--- Provided entries ---
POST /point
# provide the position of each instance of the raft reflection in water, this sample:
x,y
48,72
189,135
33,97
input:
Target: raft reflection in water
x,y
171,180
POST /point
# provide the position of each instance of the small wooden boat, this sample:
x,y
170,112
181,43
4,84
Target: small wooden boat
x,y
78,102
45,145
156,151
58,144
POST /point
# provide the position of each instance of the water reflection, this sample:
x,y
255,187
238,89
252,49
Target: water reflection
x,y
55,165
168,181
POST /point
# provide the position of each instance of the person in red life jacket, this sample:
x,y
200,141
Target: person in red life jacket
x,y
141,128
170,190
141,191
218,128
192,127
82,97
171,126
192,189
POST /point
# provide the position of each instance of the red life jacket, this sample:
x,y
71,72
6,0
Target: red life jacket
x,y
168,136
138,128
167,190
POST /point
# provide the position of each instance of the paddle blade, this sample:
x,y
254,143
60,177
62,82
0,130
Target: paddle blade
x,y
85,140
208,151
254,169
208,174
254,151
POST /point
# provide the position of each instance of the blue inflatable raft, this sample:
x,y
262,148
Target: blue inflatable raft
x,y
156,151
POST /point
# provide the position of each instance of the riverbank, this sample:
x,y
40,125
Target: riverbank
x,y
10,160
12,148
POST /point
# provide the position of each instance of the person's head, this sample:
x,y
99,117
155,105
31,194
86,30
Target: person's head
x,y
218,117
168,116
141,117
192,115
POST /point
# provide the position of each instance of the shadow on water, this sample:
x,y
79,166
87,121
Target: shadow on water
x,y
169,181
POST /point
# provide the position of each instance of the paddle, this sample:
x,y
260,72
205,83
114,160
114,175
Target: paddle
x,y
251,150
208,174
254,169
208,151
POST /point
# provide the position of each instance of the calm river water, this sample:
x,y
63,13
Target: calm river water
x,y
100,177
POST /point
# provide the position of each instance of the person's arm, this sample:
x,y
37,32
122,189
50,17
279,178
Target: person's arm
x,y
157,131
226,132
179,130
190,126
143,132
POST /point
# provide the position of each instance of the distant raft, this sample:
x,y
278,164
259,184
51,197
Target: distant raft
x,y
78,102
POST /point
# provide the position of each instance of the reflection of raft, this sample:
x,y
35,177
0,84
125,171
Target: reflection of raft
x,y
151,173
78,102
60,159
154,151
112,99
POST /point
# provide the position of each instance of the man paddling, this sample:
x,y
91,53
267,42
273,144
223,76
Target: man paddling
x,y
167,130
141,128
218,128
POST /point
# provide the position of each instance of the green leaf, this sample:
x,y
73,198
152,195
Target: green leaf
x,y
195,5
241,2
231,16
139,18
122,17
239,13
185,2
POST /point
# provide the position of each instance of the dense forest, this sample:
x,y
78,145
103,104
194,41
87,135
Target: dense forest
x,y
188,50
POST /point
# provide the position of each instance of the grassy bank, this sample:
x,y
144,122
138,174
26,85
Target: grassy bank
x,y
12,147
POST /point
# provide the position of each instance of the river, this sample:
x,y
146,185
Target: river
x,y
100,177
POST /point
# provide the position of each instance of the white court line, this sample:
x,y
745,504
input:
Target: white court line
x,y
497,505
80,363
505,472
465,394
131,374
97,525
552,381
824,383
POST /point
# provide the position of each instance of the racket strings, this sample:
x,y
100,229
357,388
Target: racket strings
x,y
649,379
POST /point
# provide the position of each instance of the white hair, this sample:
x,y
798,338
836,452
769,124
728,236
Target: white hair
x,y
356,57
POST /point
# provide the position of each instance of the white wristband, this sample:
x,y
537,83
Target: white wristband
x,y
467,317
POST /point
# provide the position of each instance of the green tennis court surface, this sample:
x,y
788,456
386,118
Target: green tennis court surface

--- Task goal ---
Word for word, restate all of the entries.

--- Exercise solution ---
POST /point
# provide the position of each instance of the raft reflection in water, this sample:
x,y
48,72
189,135
33,97
input:
Target: raft reflection in water
x,y
171,180
POST /point
# provide the position of each instance of the small wooden boat, this sample:
x,y
170,112
181,43
4,84
Target: small wooden boat
x,y
78,102
45,145
156,151
58,144
POST /point
# provide the position of each instance of the water reflection, this sample:
x,y
255,187
238,89
252,49
Target: water reflection
x,y
55,165
168,181
POST /point
# provide the position of each instance of the person in red life jacket, this sample:
x,y
200,141
Target: person in red life jacket
x,y
141,128
170,190
141,191
218,128
192,127
82,97
171,126
192,189
POST /point
# provide the position of each instance of the red life jacket, this sample:
x,y
71,72
6,0
Target: red life jacket
x,y
168,136
138,128
167,190
POST /point
# provide the position of each instance of the paddle blade, this sample:
x,y
254,143
60,177
62,82
0,130
Target: paddle blade
x,y
85,140
208,151
254,169
208,174
254,151
POST /point
# provide the position of each instance of the blue inflatable raft, this sample:
x,y
262,148
Target: blue inflatable raft
x,y
156,151
POST /point
# provide the position of each instance of the riverbank, this sample:
x,y
40,125
Target: riverbank
x,y
10,160
12,148
POST /point
# provide the position of each instance of the person's head, this sample:
x,y
99,117
155,105
31,194
86,30
Target: person's head
x,y
218,117
168,116
141,117
192,115
POST /point
# provide the position of each instance of the shadow on water, this sample:
x,y
79,166
87,121
Target: shadow on water
x,y
169,181
POST /point
# provide the position of each instance of the paddle, this sample:
x,y
260,72
205,83
114,160
114,175
Target: paddle
x,y
251,150
208,174
254,169
208,151
POST /point
# provide the position of each instance of the calm river water, this sample:
x,y
63,13
Target: calm river water
x,y
100,177
POST /point
# provide the position of each instance of the person's arm, this sample:
x,y
37,32
122,189
50,17
279,178
Target: person's arm
x,y
157,131
226,132
179,130
190,126
143,132
POST /point
# provide the position of each instance of the distant raft, this sample:
x,y
278,164
259,184
51,197
Target: distant raft
x,y
78,102
POST /point
# provide the position of each instance of the reflection of raft, this sample:
x,y
35,177
0,84
125,171
Target: reflection of raft
x,y
151,173
78,102
60,159
154,151
112,99
POST /point
# provide the position of each instance of the man paddling, this sample:
x,y
91,53
267,42
273,144
223,76
Target: man paddling
x,y
167,130
141,128
218,128
POST /point
# provide the position of each instance of the green leaf, this sample:
x,y
73,198
152,195
Target: green leaf
x,y
195,5
241,2
231,16
139,18
122,17
239,13
185,2
POST /point
# provide the position of each instance of the dense forest, this sample:
x,y
78,145
103,104
194,41
87,135
Target: dense forest
x,y
188,50
POST /point
# provide the position of each instance of the grassy bank, this sample:
x,y
144,122
138,174
26,85
Target: grassy bank
x,y
12,147
POST /point
# provide the position of each instance of the river, this sample:
x,y
146,185
Target: river
x,y
100,177
POST /point
# provide the position of each instance of the white court line, this sample:
x,y
745,504
input:
Target: white court line
x,y
497,505
80,363
505,472
465,394
131,374
97,525
552,381
824,383
POST /point
# provide the position of each instance of the racket strings, this sample:
x,y
100,229
357,388
Target: racket strings
x,y
649,379
POST /point
# provide the position of each instance of the white hair, this sample:
x,y
798,338
836,452
769,124
728,236
Target: white hair
x,y
356,57
POST /point
# provide the position of each instance of the white wristband, this sample:
x,y
537,83
Target: white wristband
x,y
467,317
POST /point
# provide the position of each instance of the green tennis court surface, this sample:
x,y
788,456
386,118
Target: green tennis court surface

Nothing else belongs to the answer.